[begin Page]

Data Manipulation¶

The pybnesian.dataset module implements some useful dataset manipulation techniques such as k-fold cross validation and hold-out.

DataFrame¶

Internally, PyBNesian uses a pyarrow.RecordBatch to enable a zero-copy data exchange between C++ and Python.

Most of the classes and methods takes as argument, or returns a DataFrame type. This represents an encapsulation of pyarrow.RecordBatch:

When a DataFrame is taken as argument in a function, both a pyarrow.RecordBatch or a pandas.DataFrame can be used as a parameter.
When PyBNesian specifies a DataFrame return type, a pyarrow.RecordBatch is returned. This can be converted easily to a pandas.DataFrame using pyarrow.RecordBatch.to_pandas().

DataFrame Operations¶

class pybnesian.dataset.CrossValidation¶

This class implements k-fold cross-validation, i.e. it splits the data into k disjoint sets of train and test data.

__init__(self: pybnesian.dataset.CrossValidation, df: DataFrame, k: int = 10, seed: Optional[int] = None, include_null: bool = False) → None ¶

This constructor takes a DataFrame and returns a k-fold cross-validation. It shuffles the data before applying the cross-validation.

Parameters

df – A DataFrame.
k – Number of folds.
seed – A random seed number. If not specified or None, a random seed is generated.
include_null – Whether to include the rows where some columns may be null (missing). If false, the rows with some missing values are filtered before performing the cross-validation. Else, all the rows are included.

Raises

ValueError – If k is greater than the number of rows.

__iter__(self: pybnesian.dataset.CrossValidation) → Iterator¶

Iterates over the k-fold cross-validation.

Returns: The iterator returns a tuple (DataFrame, DataFrame) which contains the training data and test data of each fold.

>>> from pybnesian.dataset import CrossValidation
>>> df = pd.DataFrame({'a': np.random.rand(20), 'b': np.random.rand(20)})

[end Page]
[begin Listed entries]

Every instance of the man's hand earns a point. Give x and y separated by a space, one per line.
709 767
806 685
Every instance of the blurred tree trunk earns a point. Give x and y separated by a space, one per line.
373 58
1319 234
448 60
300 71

[end Listed entries]

Exercise set:
1. Summarize the PyBNesian data manipulation page in two sentences.
2. Continue the PyBNesian data manipulation page from the point where it stops.
The entries play no part in this work.

Answers per task:
1. The pybnesian.dataset module provides dataset manipulation techniques such as k-fold cross validation and hold-out, and PyBNesian uses a DataFrame type that encapsulates a pyarrow.RecordBatch to allow zero-copy data exchange between C++ and Python. Its CrossValidation class shuffles a DataFrame and splits it into k disjoint sets of train and test data, with parameters for the number of folds, a random seed, and whether to include rows with missing values.

2.
>>> for (training_data, test_data) in CrossValidation(df):
...     assert training_data.num_rows == 18
...     assert test_data.num_rows == 2

fold(self: pybnesian.dataset.CrossValidation, index: int) → Tuple[DataFrame, DataFrame]¶

Returns the index-th fold.

Parameters: index – Fold index.
Returns: A tuple (DataFrame, DataFrame) which contains the training data and test data of each fold.

indices(self: pybnesian.dataset.CrossValidation) → Iterator¶

Iterates over the row indices of each training and test DataFrame.

Returns: A tuple (list, list) containing the row indices (with respect to the original DataFrame) of the train and test data of each fold.

>>> from pybnesian.dataset import CrossValidation
>>> df = pd.DataFrame({'a': np.random.rand(20), 'b': np.random.rand(20)})
>>> for (training_indices, test_indices) in CrossValidation(df).indices():
...     assert set(range(20)) == set(list(training_indices) + list(test_indices))

loc(self: pybnesian.dataset.CrossValidation, columns: str or int or List[str] or List[int]) → CrossValidation ¶

Selects columns from the CrossValidation object.

Parameters: columns – Columns to select. The columns can be represented by their index (int or List[int]) or by their name (str or List[str]).
Returns: A CrossValidation object with the selected columns.

class pybnesian.dataset.HoldOut¶

This class implements holdout validation, i.e. it splits the data into training and test sets.

__init__(self: pybnesian.dataset.HoldOut, df: DataFrame, test_ratio: float = 0.2, seed: Optional[int] = None, include_null: bool = False) → None ¶

This constructor takes a DataFrame and returns a split into training an test sets. It shuffles the data before applying the holdout.

Parameters

df – A DataFrame.
test_ratio – Proportion of instances left for the test data.
seed – A random seed number. If not specified or None, a random seed is generated.
include_null – Whether to include the rows where some columns may be null (missing). If false, the rows with some missing values are filtered before performing the cross-validation. Else, all the rows are included.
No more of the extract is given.